#### 本文抜粋 ####

キャリコンサロンの九州地区第1号会員である川井泉さん。経営コンサルタントとして、企業の経営課題の解決や人材育成に携わられるなど、多数の企業を支援してきた経験を踏まえ、現在は外国人技能実習生を監理・指導する傍ら、キャリアコンサルタントとしても様々な活躍をされています。今回は、そんな川井さんがキャリアコンサルタントを目指したきっかけや、これまでの経験を支えた「コンサルタント観」について伺いました。

キャリアコンサルタントに興味を持ったきかっけ

国家資格としてのキャリアコンサルタントと、キャリア支援に関する体系的スキルと知識に興味

-川井さんは長く経営コンサルタントとして活躍されてきたと伺いましたが、なぜキャリアコンサルタントに興味を持たれたのでしょうか。

#### データセット抜粋 ####

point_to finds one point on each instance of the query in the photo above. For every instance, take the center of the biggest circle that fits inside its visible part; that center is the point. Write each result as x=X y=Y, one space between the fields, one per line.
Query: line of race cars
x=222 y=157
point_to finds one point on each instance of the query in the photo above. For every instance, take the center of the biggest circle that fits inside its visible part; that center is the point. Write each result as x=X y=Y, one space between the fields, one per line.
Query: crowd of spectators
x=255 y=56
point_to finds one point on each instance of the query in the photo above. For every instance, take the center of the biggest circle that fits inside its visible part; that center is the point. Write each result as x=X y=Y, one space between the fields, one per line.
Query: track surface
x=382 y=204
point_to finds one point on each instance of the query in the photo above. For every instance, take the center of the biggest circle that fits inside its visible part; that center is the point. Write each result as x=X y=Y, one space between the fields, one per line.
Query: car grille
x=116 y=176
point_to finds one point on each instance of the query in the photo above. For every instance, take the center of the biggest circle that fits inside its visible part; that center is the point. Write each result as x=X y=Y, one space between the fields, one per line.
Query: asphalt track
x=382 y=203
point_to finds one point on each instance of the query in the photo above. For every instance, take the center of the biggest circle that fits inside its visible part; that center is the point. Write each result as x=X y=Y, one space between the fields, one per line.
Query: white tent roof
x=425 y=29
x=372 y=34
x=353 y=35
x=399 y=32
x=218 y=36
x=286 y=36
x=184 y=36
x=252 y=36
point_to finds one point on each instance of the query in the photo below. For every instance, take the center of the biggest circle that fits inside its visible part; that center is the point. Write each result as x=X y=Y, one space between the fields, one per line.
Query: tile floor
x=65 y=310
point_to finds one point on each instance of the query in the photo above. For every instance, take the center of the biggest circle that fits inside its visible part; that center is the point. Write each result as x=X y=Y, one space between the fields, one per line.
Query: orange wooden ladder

####

出題:
(1) 次の(a)〜(c)が川井泉さんのインタビューの内容と合っているかを判断してください。それぞれ「はい」か「いいえ」で答え、根拠となる本文の語句をそのまま引用してください。
(a) 川井さんは、キャリコンサロンの九州地区で最初の会員である。
(b) 川井さんは現在、外国人技能実習生を監理・指導している。
(c) 川井さんが経営コンサルタントとして活動した期間は短い。
(2) 川井泉さんのインタビューについて、次の問いに答えてください。
(a) 川井さんは経営コンサルタントとして何に携わってきましたか。
(b) 今回のインタビューでは、川井さんに何について伺いましたか。
(c) 見出しによると、川井さんはどのようなことに興味を持ちましたか。
(3) 川井泉さんのインタビューを、最後の質問の後から書き継いでください。
資料は参照しなくてかまいません。

解答:
(1)
(a) はい。「キャリコンサロンの九州地区第1号会員である川井泉さん」
(b) はい。「現在は外国人技能実習生を監理・指導する傍ら」
(c) いいえ。「長く経営コンサルタントとして活躍されてきた」

(2)
(a) 企業の経営課題の解決や人材育成
(b) キャリアコンサルタントを目指したきっかけと、これまでの経験を支えた「コンサルタント観」
(c) 国家資格としてのキャリアコンサルタントと、キャリア支援に関する体系的スキルと知識

(3)
私がキャリアコンサルタントという資格の存在を知ったのは、現職の外国人技能実習生の監理担当官の仕事に就いて2年ほどたったころ。たまたま見かけた養成講座の案内がきっかけでした。
前職で約10年携わっていた経営コンサルティングの仕事でも、その後に就いた職業訓練校の校長としての仕事でも、関わる人々の「キャリア」は避けて通れないテーマでしたので、評価面談やキャリア面談も数多く経験してきました。ただ、そのやり方はあくまで我流でしかなく、現職でもそれを続けていましたので、国家資格であり、かつ名称独占資格としての「キャリアコンサルタント」の存在と、学術的な裏付けをもって体系立てられたキャリア支援の知識とスキルを学べることに興味を持ちました。

大事なのはクライアントに「寄り添う 」姿勢。キャリコン取得へ自身を一から見直す日々。

-実際のキャリコンの勉強で何が印象に残っていますか。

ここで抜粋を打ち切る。